• WORK TO BE COMPLETED
Write the next part of the email about the ProVerif KEM analysis, picking up after its last line.

Can we all calm down?
Were I to receive this paper for review (and I was on the editorial boards of
several journals)
I would say as follows:
1. The new code is a relatively small addition to the original ProVerif, and
thus it is enough to focus on it.
2. The modeling of section 3 captures at a very very high level the essence
of what a KEM is.
As I stated in a previous email, the commutativity issue is an artifact of DH
which is used to show that the two parties
share a secret, the new code (which is along the lines of what I too proposed)
shows the same feature for a generic KEM.
1. The kem-leak rule models at a very high level the collapse of a broken
KEM – i.e., the shared secret becoming directly recoverable by another party. I
would have preferred modeling a more specific break of LWE-based ML-KEM,
but that would be both harder and more restrictive.
1. The kem-leak rule only models a strong complete break where the attacker
immediately recovers the entire secret.
There can be softer breaks (like the MATZOV one).
1. I am not sure that all edge cases (what if the KEM returns “failed” or
the FO receives invalid input) have been included.
2. All such analyses model protocol behavior, and can not answer algorithmic
questions.
Don’t expect it to answer open questions like whether ML-KEM is broken
classically or to a CRQC.
1. I personally prefer a more classic scientific paper style, rather than
the more playfully literary one
(and was it a Tuesday or a Thursday???) but chacun a son gout.

• STORED DATA
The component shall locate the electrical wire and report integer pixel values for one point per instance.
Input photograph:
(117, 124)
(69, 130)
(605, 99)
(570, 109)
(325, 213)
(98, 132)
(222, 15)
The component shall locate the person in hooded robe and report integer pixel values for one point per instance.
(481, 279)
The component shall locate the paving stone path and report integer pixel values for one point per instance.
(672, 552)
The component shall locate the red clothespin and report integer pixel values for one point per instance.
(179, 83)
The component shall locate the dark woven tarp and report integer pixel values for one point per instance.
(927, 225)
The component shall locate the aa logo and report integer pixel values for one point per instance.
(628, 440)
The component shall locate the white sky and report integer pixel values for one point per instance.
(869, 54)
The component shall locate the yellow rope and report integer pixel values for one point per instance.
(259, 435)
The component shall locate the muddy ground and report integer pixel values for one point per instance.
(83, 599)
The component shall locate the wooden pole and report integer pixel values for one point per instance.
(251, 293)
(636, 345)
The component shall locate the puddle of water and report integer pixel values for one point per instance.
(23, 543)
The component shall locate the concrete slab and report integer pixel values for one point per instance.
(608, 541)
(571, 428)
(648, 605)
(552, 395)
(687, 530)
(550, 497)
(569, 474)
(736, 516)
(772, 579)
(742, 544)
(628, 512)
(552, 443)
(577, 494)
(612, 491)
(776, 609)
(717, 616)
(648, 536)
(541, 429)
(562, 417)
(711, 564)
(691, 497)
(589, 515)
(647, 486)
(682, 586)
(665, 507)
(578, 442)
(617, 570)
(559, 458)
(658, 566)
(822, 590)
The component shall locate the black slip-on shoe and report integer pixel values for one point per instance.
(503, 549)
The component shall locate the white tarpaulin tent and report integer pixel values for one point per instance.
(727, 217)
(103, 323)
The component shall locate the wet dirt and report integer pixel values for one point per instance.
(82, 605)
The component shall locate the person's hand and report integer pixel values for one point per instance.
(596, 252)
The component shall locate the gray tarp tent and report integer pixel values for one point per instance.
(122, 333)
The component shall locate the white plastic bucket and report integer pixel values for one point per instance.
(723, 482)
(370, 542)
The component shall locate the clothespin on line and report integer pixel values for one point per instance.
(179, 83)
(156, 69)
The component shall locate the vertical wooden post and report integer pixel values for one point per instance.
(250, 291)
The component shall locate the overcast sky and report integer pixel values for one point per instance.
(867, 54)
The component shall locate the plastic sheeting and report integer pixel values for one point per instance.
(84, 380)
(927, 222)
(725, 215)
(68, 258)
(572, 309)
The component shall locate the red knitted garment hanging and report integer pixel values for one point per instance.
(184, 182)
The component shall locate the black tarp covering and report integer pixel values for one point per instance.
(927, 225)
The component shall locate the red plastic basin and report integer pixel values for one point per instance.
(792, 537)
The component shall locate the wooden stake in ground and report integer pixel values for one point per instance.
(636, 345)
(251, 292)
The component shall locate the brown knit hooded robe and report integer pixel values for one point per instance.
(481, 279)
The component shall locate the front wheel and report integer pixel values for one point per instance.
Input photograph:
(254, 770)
--
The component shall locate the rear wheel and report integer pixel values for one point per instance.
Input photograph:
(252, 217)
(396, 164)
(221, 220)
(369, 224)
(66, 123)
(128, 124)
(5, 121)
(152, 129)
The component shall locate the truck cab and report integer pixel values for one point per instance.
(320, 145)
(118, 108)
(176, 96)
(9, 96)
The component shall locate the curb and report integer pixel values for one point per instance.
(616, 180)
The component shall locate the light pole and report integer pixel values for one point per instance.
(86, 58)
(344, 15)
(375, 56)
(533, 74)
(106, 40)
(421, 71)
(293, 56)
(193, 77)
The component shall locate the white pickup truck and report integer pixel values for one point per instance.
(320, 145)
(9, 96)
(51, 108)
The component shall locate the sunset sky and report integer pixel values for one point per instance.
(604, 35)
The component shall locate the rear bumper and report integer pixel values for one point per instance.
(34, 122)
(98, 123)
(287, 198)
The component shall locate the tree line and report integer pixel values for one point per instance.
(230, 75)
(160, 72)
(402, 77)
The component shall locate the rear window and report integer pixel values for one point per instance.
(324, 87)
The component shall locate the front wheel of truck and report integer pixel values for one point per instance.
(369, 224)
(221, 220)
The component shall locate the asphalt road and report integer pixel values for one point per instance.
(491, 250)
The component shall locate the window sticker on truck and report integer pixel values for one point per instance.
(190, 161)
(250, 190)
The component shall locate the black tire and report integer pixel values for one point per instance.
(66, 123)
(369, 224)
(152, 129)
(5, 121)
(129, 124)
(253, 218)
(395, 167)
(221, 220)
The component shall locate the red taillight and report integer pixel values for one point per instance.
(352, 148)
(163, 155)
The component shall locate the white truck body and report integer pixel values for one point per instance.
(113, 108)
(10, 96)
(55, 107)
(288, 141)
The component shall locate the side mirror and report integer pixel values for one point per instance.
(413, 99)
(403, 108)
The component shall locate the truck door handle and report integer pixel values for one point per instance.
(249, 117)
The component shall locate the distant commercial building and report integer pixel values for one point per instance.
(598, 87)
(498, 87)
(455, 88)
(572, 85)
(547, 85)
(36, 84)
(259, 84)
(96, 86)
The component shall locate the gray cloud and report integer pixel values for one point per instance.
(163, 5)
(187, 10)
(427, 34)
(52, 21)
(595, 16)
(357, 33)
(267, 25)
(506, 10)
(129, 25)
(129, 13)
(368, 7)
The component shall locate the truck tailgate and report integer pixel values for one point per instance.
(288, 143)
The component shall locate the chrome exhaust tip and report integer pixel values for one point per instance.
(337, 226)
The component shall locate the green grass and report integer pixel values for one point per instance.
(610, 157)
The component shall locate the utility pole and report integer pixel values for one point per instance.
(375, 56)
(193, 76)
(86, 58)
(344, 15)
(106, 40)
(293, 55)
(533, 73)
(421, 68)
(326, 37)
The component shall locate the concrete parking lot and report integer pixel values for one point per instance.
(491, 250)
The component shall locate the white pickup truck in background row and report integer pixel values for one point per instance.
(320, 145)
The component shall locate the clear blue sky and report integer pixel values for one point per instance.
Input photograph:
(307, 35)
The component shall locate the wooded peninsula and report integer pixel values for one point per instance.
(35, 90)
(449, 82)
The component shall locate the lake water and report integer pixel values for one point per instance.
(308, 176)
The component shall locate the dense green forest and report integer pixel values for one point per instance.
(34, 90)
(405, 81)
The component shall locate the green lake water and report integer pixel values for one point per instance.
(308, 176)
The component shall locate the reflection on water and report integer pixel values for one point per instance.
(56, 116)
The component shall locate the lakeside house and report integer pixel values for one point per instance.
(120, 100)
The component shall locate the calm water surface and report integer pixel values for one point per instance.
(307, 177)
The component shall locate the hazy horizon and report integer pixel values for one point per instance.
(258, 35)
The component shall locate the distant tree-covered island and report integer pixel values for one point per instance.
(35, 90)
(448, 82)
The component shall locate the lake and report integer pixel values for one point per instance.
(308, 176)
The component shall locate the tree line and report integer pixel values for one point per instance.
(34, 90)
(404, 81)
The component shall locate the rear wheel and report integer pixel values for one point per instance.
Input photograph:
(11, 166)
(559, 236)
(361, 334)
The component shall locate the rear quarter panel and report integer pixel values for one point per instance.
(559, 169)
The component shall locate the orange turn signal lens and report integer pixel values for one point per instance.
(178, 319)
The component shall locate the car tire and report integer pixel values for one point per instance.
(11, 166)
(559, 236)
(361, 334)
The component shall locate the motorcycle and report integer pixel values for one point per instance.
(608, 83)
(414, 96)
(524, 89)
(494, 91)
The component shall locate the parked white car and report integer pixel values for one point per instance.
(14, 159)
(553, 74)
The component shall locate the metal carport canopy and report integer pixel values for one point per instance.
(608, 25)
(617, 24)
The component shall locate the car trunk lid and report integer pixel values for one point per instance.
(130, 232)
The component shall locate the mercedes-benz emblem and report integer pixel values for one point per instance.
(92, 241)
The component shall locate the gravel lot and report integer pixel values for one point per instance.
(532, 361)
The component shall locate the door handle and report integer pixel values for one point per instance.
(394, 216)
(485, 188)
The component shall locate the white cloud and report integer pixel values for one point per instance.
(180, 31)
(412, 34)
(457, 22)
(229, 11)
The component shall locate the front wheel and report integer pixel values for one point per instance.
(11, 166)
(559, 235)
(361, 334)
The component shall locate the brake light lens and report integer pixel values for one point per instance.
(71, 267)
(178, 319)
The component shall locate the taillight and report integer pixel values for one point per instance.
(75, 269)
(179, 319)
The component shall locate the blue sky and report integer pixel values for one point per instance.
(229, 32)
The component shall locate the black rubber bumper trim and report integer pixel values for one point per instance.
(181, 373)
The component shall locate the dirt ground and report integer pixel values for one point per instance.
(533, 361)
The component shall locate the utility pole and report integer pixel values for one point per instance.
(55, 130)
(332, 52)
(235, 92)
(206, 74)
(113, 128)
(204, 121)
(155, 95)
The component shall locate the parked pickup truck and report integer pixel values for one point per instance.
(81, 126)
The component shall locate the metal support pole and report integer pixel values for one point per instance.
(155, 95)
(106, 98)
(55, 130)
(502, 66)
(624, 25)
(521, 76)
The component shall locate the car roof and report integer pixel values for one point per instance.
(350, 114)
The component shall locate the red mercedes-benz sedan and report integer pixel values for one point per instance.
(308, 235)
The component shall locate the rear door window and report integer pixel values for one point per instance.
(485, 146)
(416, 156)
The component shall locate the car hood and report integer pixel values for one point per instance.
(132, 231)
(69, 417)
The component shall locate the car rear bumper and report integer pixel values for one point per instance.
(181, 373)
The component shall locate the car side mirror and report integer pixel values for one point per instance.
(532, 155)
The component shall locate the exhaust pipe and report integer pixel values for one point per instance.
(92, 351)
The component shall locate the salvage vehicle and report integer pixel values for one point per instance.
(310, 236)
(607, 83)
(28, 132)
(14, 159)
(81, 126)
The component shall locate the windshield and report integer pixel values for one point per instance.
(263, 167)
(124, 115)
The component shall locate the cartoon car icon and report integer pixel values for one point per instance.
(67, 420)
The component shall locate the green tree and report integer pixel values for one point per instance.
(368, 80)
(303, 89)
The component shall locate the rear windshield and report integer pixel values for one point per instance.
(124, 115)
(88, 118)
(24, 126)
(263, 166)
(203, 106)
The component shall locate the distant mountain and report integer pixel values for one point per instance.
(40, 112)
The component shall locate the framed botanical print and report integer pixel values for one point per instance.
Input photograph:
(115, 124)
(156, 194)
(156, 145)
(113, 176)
...
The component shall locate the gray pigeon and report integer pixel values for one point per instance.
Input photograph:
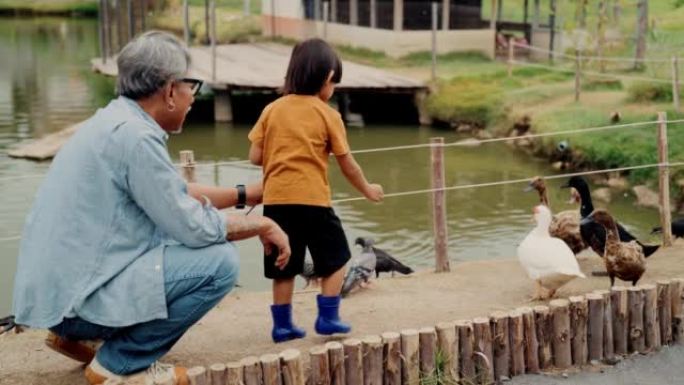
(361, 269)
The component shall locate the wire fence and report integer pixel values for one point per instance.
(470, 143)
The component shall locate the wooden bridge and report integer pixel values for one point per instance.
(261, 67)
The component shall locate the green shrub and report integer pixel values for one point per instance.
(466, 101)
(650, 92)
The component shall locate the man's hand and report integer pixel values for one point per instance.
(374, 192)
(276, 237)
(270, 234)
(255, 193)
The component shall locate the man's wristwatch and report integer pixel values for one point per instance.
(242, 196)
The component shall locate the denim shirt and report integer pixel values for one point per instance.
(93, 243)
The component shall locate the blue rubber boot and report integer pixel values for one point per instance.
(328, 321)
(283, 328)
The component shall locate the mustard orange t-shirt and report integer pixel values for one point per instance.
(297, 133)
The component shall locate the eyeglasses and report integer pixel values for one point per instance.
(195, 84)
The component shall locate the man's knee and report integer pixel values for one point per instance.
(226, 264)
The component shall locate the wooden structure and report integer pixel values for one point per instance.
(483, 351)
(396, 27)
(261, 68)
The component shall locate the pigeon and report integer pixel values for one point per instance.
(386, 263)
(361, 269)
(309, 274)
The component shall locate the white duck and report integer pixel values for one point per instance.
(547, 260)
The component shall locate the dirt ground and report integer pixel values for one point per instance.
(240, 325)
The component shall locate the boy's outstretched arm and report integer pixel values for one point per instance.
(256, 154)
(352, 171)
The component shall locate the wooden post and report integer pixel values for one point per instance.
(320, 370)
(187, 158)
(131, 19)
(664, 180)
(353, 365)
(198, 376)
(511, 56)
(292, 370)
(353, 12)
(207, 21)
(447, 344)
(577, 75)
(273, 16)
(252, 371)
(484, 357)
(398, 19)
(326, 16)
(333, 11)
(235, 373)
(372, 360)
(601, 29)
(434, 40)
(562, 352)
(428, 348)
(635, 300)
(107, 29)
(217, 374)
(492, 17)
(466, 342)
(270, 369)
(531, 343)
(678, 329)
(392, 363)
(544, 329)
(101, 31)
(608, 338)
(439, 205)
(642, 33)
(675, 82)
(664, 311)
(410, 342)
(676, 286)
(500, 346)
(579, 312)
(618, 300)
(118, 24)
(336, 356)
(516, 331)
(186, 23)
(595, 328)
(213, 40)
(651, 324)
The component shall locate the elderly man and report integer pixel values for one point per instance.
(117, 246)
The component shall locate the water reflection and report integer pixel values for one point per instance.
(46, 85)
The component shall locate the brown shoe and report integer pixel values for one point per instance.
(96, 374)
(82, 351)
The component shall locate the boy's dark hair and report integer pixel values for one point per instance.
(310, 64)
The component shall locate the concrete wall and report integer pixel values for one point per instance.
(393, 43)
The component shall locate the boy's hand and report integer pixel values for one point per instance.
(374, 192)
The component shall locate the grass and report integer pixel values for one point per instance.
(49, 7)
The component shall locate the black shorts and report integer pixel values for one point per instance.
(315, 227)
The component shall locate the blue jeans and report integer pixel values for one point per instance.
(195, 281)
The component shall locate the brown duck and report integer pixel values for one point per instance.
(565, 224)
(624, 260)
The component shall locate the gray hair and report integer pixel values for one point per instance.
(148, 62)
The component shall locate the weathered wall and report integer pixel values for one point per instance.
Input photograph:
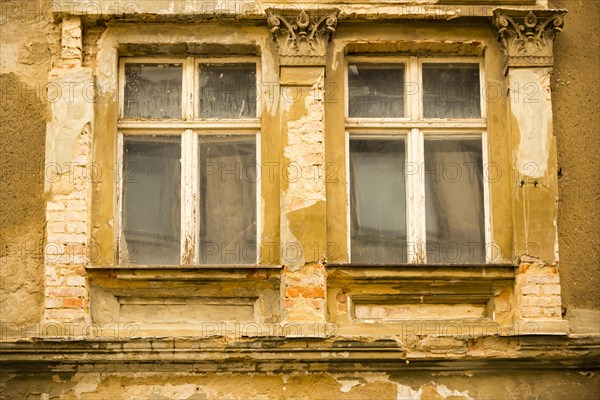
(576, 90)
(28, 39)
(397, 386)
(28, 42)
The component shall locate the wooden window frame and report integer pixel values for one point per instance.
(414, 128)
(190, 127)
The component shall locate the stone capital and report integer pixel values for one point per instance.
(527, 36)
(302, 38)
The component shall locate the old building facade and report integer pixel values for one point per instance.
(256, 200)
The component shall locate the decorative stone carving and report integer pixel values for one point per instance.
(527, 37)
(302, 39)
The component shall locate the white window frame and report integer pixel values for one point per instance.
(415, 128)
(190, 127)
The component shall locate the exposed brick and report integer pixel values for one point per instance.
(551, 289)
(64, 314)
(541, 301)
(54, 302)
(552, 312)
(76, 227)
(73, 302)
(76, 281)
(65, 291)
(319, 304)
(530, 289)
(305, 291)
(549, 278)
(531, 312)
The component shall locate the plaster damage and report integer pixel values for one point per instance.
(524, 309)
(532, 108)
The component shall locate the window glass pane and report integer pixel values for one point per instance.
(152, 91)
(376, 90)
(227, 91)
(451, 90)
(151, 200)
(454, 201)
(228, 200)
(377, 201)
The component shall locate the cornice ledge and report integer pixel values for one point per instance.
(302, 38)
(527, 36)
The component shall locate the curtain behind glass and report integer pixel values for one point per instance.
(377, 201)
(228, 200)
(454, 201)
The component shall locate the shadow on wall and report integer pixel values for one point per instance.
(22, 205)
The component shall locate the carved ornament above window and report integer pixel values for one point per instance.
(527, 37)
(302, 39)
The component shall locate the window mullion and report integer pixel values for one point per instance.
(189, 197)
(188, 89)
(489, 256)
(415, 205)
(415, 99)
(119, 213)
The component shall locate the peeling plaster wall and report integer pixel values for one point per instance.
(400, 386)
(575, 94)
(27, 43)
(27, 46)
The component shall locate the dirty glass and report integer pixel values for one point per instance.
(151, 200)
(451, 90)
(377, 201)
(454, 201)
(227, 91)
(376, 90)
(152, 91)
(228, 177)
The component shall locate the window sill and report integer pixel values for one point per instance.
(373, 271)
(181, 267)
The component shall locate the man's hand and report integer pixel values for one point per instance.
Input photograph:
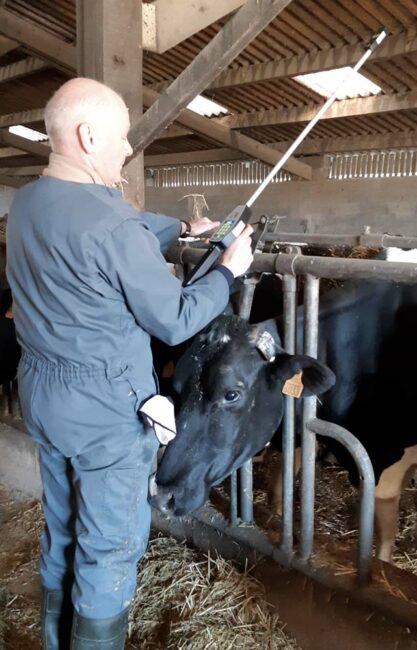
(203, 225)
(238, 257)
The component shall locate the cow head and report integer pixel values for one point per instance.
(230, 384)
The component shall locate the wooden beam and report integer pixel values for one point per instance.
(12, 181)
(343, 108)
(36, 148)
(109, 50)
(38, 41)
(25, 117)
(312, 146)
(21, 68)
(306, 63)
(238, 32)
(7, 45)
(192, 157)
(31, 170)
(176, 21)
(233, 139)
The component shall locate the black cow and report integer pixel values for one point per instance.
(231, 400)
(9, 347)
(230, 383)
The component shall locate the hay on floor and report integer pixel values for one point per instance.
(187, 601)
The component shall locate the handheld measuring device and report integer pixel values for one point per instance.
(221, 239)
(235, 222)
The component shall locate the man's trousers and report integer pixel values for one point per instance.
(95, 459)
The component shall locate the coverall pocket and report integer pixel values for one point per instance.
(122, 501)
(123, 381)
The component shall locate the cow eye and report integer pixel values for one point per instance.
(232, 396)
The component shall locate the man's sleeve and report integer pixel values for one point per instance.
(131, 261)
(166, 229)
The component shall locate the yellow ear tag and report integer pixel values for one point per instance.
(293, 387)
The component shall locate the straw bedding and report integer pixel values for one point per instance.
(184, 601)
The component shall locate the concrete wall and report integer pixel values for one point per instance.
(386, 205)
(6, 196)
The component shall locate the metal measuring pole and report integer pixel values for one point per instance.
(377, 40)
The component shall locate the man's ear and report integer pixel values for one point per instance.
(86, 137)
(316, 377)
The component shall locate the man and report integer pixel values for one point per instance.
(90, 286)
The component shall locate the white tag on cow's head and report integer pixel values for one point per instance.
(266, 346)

• RESPONSE BELOW
Summing up, the enhanced model does what it set out to do, namely adds a
generic KEM to TLS
and shows that by exploiting the fact that decapsulating an encapsulated secret
returns the original secret
we regain the same situation as for DH.
This is hardly surprising, but is reassuring that it can be formally obtained.
Had this not been obtained I would be highly suspect of the modeling.
Furthermore, the paper shows that if the KEM breaks but we have hybridized it
with a non-broken mechanism
that the other mechanism saves the day.
Once again, not surprising, but reassuring.
Rich – please count one peer review out of the usual three (but admittedly not
double-blind).
Nadim – let your work speak for itself.
Y(J)S
From: Nadim Kobeissi <[email protected]>
Sent: Monday, June 8, 2026 6:00 PM
To: Salz, Rich <[email protected]>
Cc: Nathanael Ritz <[email protected]>; [email protected]
Subject: [TLS] Re: FATT Chance: On the Robustness of Standalone and Hybrid
ML-KEM Key Exchange in TLS 1.3
Rich, seriously, cut it out.
If you want to critique a work, critique it by reading it and providing
technical, scientific rebuttals against it.
Counting the number of authors or the publication venue is such a stupid way to
critique scientific work.
This is the second time you make this idiotic claim. It’s deeply stupid. That’s
not how you critique someone’s work or judge its value.
I am absolutely certain that if the paper was *also* published on ePrint and
*also* had a single author, but that author’s name was Karthikeyan Bhargavan or
Cas Cremers, you wouldn’t be repeating this deeply brain-dead line of reasoning.
Nadim Kobeissi
Symbolic Software • https://symbolic.software
On 8 Jun 2026, at 4:39 PM, Salz, Rich
<[email protected]<mailto:[email protected]>>
wrote:
On 6/8/26, 12:28 AM, "Nathanael Ritz"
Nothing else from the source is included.